TEXT PASSAGE =>
***

Does how we think about other people have an effect on them? Do our views, whether expressed out loud to those individuals or not, have an impact?  Is it possible that we have the power to make people kinder or less kind, more or less trustworthy, more or less likely to achieve academic success, simply because of our view of them?

Ghandi is often quoted as saying “be the change you wish to see in the world”. But this is a reductive paraphrasing of his actual words:

We but mirror the world. All the tendencies present in the outer world are to be found in the world of our body. If we could change ourselves, the tendencies in the world would also change. As a man changes his own nature, so does the attitude of the world change towards him. This is the divine mystery supreme.  A wonderful thing it is and the source of our happiness.  We need not wait to see what others do.

Contained within these words and the ideas expressed is the possibility that how we approach others, our way of being, might be powerful enough to change the ways of others.  So I asked our pupils whether they believed this might be possible; whether any of them felt they might have the ability to change others just through their approach to them.

***

QUESTIONS =>
**1.** Transcribe the stretch of the text on how our views affect others from "Does how we" through "what others do.".
**2.** In one to three sentences, explain why, according to the text on how our views affect others, the pupils were asked whether they could change others through their approach to them.
**3.** Write the next part of the text on how our views affect others, picking up after its final sentence.

***

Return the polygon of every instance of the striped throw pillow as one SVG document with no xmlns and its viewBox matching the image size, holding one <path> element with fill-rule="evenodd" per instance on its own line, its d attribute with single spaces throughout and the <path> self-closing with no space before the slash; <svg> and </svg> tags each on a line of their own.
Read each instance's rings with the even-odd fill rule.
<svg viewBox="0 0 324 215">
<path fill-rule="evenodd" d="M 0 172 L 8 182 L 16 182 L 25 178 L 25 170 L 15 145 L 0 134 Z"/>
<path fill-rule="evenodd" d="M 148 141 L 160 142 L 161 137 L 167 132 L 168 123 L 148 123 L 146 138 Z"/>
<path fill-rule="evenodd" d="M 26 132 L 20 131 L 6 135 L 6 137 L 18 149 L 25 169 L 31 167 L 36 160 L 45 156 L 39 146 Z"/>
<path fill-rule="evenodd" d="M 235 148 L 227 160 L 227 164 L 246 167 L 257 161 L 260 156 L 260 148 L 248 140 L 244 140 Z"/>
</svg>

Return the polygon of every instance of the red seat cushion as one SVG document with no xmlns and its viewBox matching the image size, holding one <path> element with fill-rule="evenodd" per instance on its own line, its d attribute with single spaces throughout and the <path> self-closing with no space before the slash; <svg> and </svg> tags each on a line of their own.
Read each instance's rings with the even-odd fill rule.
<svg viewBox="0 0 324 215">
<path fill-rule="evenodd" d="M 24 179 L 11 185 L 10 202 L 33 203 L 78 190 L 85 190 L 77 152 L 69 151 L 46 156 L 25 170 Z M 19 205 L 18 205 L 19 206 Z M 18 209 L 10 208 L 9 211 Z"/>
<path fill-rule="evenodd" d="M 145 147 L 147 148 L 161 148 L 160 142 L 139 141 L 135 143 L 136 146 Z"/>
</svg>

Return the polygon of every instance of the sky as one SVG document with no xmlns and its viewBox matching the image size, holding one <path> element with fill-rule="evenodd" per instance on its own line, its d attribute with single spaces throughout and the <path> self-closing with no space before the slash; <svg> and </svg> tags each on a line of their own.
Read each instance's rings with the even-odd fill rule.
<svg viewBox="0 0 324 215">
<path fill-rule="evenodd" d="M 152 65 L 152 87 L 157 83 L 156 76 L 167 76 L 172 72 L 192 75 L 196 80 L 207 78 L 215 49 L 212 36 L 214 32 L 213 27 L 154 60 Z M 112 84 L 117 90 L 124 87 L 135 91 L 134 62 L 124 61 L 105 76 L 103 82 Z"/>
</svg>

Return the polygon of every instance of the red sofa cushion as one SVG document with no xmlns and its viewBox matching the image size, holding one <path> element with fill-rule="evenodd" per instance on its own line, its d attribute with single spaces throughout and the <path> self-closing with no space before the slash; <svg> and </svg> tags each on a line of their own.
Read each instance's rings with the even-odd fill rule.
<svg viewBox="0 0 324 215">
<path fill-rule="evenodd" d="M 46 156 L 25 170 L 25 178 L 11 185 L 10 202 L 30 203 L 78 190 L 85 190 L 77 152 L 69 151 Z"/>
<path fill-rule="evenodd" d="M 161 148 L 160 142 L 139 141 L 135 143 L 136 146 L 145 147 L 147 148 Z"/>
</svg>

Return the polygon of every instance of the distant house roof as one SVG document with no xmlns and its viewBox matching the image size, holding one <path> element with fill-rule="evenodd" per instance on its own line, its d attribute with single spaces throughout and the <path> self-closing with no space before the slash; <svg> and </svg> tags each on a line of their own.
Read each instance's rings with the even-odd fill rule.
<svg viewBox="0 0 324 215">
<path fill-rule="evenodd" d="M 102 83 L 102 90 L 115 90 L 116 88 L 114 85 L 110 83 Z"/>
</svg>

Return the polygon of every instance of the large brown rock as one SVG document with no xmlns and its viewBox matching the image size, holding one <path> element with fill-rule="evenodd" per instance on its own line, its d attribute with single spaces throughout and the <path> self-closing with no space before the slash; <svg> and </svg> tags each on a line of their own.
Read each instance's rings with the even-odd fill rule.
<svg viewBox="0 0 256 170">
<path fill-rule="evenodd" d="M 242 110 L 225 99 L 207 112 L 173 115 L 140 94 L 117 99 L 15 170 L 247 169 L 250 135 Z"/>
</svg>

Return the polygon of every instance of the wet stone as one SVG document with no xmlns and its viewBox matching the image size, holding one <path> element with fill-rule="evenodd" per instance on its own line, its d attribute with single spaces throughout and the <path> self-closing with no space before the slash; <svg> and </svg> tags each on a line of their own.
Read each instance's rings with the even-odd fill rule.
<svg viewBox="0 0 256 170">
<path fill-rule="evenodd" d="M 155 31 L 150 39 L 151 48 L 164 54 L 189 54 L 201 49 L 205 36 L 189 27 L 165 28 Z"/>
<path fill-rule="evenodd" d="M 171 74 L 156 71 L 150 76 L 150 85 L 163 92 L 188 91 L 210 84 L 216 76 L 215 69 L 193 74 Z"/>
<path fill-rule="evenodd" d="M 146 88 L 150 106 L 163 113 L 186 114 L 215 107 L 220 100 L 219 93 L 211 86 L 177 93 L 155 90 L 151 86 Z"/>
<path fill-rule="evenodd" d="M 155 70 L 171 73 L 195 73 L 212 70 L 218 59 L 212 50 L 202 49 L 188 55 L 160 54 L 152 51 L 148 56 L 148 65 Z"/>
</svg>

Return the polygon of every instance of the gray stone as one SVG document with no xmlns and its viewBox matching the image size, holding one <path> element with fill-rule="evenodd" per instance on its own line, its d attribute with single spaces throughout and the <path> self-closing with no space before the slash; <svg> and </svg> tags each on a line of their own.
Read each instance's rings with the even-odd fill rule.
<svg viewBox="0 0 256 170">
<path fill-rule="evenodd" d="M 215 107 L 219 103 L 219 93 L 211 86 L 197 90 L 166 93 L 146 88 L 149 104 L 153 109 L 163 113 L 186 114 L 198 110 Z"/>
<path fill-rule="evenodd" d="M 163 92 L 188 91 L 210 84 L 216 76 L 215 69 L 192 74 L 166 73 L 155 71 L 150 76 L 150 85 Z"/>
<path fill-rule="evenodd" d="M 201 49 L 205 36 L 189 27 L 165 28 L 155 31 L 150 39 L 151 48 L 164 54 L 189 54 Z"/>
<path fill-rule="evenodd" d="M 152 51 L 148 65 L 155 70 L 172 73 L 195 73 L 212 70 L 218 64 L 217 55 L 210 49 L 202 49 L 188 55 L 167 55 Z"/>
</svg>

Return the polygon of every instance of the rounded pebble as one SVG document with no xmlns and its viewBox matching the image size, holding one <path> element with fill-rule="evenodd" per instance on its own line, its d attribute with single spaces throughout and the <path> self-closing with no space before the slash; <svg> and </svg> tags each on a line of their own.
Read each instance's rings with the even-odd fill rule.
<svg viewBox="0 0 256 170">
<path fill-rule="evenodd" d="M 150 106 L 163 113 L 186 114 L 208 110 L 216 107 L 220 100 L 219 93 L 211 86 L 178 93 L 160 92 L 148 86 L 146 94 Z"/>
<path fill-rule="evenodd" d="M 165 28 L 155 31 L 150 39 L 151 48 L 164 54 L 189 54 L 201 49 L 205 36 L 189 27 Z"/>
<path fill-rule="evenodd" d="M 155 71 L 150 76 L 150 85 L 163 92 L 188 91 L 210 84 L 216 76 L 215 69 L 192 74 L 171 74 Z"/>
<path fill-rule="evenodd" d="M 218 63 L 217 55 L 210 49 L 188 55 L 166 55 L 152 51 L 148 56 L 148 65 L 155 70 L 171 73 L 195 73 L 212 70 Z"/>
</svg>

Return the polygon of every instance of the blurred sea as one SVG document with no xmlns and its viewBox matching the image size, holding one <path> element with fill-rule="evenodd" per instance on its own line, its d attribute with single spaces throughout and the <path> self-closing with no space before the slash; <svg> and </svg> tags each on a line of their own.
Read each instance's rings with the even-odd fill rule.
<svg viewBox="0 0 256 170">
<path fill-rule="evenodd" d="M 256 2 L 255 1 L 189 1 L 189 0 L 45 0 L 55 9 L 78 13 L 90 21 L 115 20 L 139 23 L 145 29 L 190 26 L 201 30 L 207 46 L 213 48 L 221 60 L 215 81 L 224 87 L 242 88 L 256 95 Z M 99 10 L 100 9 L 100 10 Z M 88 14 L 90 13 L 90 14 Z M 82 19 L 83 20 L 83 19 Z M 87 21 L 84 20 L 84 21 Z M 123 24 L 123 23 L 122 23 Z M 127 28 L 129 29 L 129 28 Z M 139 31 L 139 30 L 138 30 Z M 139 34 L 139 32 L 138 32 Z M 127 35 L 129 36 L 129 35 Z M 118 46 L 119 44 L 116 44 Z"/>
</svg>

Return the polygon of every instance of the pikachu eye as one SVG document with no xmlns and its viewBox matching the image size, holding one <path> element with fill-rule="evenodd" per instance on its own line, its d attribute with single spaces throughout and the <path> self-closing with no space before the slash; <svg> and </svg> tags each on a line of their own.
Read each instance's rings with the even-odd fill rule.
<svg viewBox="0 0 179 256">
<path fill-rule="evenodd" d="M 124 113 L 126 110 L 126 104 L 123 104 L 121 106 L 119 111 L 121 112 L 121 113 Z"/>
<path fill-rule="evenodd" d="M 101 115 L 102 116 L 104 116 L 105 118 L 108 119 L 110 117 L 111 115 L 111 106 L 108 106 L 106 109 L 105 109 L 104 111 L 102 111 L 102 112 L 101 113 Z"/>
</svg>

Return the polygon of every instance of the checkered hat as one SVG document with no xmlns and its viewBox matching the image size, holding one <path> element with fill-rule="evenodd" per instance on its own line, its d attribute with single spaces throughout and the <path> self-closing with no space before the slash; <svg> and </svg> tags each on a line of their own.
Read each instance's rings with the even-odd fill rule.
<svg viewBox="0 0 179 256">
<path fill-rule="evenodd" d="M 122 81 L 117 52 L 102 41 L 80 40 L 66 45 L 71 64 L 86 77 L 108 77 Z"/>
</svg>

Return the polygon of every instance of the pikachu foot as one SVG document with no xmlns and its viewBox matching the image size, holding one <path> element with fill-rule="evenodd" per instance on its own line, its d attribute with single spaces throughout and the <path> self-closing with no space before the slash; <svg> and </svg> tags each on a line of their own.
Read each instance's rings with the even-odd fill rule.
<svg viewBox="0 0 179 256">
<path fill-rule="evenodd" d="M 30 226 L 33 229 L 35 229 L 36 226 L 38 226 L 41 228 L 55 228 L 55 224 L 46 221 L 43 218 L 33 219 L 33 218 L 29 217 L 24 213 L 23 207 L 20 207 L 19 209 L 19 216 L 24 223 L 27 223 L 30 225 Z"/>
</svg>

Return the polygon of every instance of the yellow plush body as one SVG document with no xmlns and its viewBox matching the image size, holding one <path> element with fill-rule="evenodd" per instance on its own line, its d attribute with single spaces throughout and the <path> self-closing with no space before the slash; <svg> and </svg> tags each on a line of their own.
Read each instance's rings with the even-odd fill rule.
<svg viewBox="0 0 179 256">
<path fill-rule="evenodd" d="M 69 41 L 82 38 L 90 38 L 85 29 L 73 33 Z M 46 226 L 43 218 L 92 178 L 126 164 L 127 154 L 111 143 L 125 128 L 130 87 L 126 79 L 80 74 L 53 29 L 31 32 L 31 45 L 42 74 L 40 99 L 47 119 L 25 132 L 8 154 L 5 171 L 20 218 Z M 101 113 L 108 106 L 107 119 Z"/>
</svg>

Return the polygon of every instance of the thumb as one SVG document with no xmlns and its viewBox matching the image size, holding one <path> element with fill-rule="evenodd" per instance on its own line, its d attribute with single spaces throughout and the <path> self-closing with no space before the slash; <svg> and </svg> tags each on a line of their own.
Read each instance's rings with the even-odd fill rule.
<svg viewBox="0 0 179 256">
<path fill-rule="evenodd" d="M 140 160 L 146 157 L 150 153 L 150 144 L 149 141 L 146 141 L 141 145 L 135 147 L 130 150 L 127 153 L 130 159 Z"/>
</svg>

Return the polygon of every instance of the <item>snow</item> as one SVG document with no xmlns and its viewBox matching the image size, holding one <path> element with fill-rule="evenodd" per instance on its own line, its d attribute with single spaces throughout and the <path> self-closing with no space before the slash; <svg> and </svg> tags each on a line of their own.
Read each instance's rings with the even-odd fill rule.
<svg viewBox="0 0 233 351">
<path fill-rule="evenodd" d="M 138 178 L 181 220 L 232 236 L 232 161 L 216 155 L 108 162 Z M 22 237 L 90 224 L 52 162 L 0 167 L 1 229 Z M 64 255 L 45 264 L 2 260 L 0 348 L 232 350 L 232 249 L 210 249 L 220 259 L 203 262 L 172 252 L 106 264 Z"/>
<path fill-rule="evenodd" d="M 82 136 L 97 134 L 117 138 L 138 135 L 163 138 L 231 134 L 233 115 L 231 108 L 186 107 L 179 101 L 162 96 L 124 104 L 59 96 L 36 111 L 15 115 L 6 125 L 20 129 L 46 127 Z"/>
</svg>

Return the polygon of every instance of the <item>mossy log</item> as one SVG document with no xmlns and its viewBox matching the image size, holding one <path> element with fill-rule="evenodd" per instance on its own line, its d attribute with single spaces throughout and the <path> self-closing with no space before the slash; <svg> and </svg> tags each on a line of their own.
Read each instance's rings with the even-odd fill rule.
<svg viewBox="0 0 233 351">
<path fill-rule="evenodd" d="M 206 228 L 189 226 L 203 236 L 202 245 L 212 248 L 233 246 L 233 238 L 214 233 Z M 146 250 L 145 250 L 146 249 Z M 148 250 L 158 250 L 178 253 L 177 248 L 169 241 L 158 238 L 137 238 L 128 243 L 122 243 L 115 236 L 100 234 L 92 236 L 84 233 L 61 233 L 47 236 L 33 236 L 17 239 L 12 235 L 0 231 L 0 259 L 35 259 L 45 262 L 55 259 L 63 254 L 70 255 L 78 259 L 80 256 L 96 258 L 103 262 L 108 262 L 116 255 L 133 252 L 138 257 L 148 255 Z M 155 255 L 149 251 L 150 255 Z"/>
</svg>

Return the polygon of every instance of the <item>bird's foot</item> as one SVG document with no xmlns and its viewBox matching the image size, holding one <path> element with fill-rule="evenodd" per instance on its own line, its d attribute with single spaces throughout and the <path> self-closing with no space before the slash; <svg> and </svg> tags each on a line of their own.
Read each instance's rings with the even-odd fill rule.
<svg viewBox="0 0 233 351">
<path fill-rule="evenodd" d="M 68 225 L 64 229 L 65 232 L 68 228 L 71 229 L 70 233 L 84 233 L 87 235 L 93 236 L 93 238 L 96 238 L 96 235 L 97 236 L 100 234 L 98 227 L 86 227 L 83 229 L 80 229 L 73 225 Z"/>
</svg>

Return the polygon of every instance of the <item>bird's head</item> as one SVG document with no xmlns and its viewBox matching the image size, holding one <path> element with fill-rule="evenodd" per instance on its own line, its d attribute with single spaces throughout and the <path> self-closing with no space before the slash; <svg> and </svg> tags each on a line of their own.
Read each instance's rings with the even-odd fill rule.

***

WRITTEN RESPONSES =>
**1.**
Does how we think about other people have an effect on them? Do our views, whether expressed out loud to those individuals or not, have an impact?  Is it possible that we have the power to make people kinder or less kind, more or less trustworthy, more or less likely to achieve academic success, simply because of our view of them?

Ghandi is often quoted as saying “be the change you wish to see in the world”. But this is a reductive paraphrasing of his actual words:

We but mirror the world. All the tendencies present in the outer world are to be found in the world of our body. If we could change ourselves, the tendencies in the world would also change. As a man changes his own nature, so does the attitude of the world change towards him. This is the divine mystery supreme.  A wonderful thing it is and the source of our happiness.  We need not wait to see what others do.

**2.** The quoted words and their ideas hold the possibility that how we approach others, our way of being, might be powerful enough to change the ways of others. So the pupils were asked whether they believed this was possible and whether they felt they had that ability.

**3.**
The philosopher William James delivered a talk on ‘the will to believe’ in 1896, in which he proposed that things such as friendship, love, trust and loyalty become true because we believe them. Conversely, if we go around doubting others’ intentions, then we’re likely to behave in ways which make us disliked, and love, friendship, trust and loyalty will be diminished as a result.

It was a difficult idea to respond to scientifically but psychologists have tried, notably Bob Rosenthal. One of his best known experiments was conducted at Spruce Elementary School, where he split a group of children into those labelled as having high potential and those with low potential.  The children were assigned at random and there was no factual basis for the group they were placed into but the adults teaching the children were unaware of this, believing the assigned label.  The experiment showed that where teachers had high expectations of the children – believing that the group had excellent academic potential – the children made far greater progress on average than the group of children who had been artificially labelled as having low academic potential.

This became known as the Pygmalion Effect – the idea that belief (or lack of) in someone’s potential has a direct correlation with how well they perform.  And it’s not just the expectations of teachers that matter.  Where managers have high expectations of workers there is increased productivity, where officers have high expectations their soldiers fight harder.  Even the positive expectations of nurses can lead to patients recovering faster.  There is something about the belief held by another which changes their interaction with another individual, bringing about the differences noted time and again in research.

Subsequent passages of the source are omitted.